-- Recorded information --
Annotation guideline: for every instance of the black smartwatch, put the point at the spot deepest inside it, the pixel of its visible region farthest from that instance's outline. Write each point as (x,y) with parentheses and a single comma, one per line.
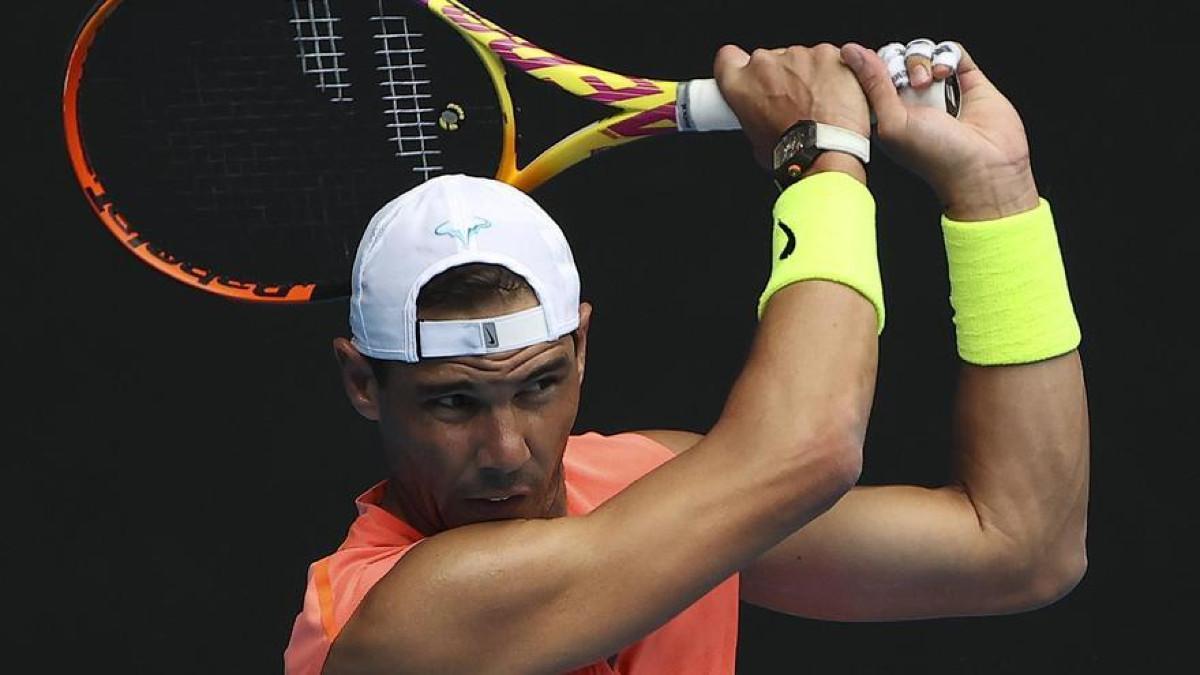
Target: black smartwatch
(804,142)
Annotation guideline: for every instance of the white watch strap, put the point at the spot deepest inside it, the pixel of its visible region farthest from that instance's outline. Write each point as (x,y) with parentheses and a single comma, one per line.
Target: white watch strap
(844,141)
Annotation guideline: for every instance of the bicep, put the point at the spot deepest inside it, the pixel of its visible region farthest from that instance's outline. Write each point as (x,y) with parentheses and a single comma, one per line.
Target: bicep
(891,553)
(466,602)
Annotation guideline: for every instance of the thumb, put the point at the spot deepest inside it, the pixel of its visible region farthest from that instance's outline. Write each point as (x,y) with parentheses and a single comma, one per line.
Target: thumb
(729,59)
(873,77)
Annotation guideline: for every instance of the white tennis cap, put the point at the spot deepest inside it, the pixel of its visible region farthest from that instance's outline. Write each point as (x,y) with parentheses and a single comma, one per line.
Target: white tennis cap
(448,221)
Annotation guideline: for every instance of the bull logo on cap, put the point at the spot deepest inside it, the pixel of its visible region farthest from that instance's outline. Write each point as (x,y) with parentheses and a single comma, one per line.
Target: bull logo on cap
(463,237)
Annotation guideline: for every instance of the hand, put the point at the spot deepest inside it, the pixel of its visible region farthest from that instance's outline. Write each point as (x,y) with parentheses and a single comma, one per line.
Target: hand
(978,165)
(773,89)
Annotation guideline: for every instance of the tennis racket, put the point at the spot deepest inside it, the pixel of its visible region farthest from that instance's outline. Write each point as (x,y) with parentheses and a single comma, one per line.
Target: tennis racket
(241,147)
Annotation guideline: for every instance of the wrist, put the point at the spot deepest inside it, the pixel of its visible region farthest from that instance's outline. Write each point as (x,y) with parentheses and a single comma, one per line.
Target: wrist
(834,160)
(993,196)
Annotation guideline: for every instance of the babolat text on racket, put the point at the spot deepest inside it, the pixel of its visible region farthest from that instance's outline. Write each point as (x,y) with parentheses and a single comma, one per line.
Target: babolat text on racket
(241,145)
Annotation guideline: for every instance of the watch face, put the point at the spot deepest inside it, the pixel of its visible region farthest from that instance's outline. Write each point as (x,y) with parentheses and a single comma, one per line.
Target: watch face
(797,144)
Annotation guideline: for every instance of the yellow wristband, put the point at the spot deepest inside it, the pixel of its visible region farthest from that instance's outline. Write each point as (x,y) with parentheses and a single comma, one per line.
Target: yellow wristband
(825,228)
(1008,290)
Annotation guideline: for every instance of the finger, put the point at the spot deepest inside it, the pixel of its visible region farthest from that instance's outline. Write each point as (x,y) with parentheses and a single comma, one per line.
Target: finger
(946,59)
(892,54)
(729,59)
(918,60)
(877,84)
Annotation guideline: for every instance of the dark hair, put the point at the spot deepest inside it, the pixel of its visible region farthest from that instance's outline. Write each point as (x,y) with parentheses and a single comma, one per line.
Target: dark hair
(462,287)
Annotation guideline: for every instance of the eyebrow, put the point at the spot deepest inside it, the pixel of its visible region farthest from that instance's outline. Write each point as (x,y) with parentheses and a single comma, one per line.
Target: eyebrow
(441,388)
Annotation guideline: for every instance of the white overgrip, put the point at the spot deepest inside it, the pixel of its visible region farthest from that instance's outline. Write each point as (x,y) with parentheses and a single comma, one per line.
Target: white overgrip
(701,107)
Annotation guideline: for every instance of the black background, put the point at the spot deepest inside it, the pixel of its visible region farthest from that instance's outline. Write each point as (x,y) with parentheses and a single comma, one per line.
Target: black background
(177,460)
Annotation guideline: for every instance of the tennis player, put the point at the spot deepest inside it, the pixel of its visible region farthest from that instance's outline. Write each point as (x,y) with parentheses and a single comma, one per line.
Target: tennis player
(502,543)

-- Work to complete --
Copy out all of the records above word for word, leaving out the pictures.

-- Exercise answer --
Annotation guideline: for every instance of the black smartwatch, put the point at the spot deepest inside it, the pixel of its visible region farthest from that instance's outline. Write each point as (x,y) with parentheses and a single comma, one per line.
Target: black smartwatch
(804,142)
Annotation guideline: for every instance of the white watch strap, put the point at the spot deepest inside it, the pixel of its visible region farthest from that instance's outline. Write each point as (x,y) with parentheses and a single comma, one per line.
Target: white watch strap
(844,141)
Annotation guideline: for every instance of the bicep, put the point at the spot deepest inside it, the pixel of its visible region farthest from that instance's outline. Write each point as (x,y) with parentheses and a single comma, one per line.
Target: bicep
(891,553)
(466,602)
Annotation guideline: for every instance of the thumb, put the point at the spot deepest inside it, the pixel of its visible region farthest from that instance's outline. Write each point as (x,y) with parentheses and a single comma, one per line.
Target: thumb
(729,59)
(873,77)
Annotation guideline: for every instance of the white tennis cap, put the point at the spot deepest inside it, the pixel of its visible region farthest from that instance's outline. Write each point as (x,y) with parentheses and a single comma, one per line.
Target: white tennis cap
(448,221)
Annotation guideline: for every instance of the bull logo on cap, put the point at the spot deepest inside it, the pixel of its visible region farthest from that instance's outline. Write each point as (x,y) with parentheses and a single comma, one per line.
Target: bull logo on cap
(463,237)
Annotation guideline: for every instance of the hand, put the point at the spot deepest inside it, the pixel of its visible region farthest from that instance's outline. Write each point as (x,y) with parentheses and a single comma, one per line.
Target: hand
(978,165)
(773,89)
Annotation guideline: for every instance of the tennis racket, put the point at the spot deepest inside it, the pixel of its visible region farthest from that instance's outline. Write each point as (x,y) with parentheses and a single comma, one per line.
Target: tennis racket
(241,147)
Annotation guideline: for every instance of the wrist, put the point at the spot deepest inside it, the pixel of its visible region farthest from that instance's outline. Write each point as (x,y) with parentheses and a single comma, one per line.
Target: wrist
(834,160)
(993,196)
Annotation guideline: for every instance of the babolat text on racket, put the point at the spot deepest inside it, the pixel of its visible region farthest from that instance's outline. Write each point as (x,y) with parentheses and a single comma, one per line.
Target: babolat text on racket
(241,145)
Annotation guideline: for every instance of the watch face, put the point at the spot deepest inside it, the pixel of its visible region farthest from that instance's outline. Write each point as (x,y) with parentheses and a single comma, one per line.
Target: watch face
(797,144)
Annotation guideline: for every instance of the yellow wristband, put the point at the spot deepest inside it, the pixel of its visible region farthest from that instance's outline. Write each point as (x,y) with parentheses and a single comma, one per line.
Target: yellow wristband
(825,228)
(1008,290)
Annotation guideline: for every instance of the finger, put the point at the spot deepest inside it, the pixel of its visible region farthest from that instance's outline. Write each point as (x,y) with parentheses and a single comma, one per line.
Target: finger
(946,59)
(892,54)
(729,59)
(918,60)
(877,84)
Annotation guideline: for every instance of the dark hair, put the point at the spot deepest inside it, the pixel of its visible region farthest from that instance's outline. Write each point as (x,y) with parentheses and a single comma, one per line.
Target: dark hair
(462,287)
Annotation guideline: for every instance of the eyebrow, put the point at the spot deepest inside it, the pixel of its visible region farthest from that instance's outline. Write each point as (x,y) with parentheses and a single comma, one per line.
Target: eyebrow
(441,388)
Annotation guideline: for every instance of the white overgrip, put the point at the spot deepest inside it, the pixel of its visible region farthest from that instance's outline. Write each point as (x,y) with parentheses and a single comma, one per line.
Target: white overgrip
(701,107)
Annotation guideline: for every instance of the black background, put the point at the spot deepest inside it, the pixel of its visible region farthest from that instance's outline. Write each point as (x,y) with parentheses and a single comma, one per line.
Target: black background
(177,460)
Annotation guideline: for every instance of the tennis player, put the point at the spot deepest inside it, the pixel of its visible region farthest from that instance's outline. Write each point as (x,y) with parentheses and a single comma, one per line.
Target: tennis player
(502,543)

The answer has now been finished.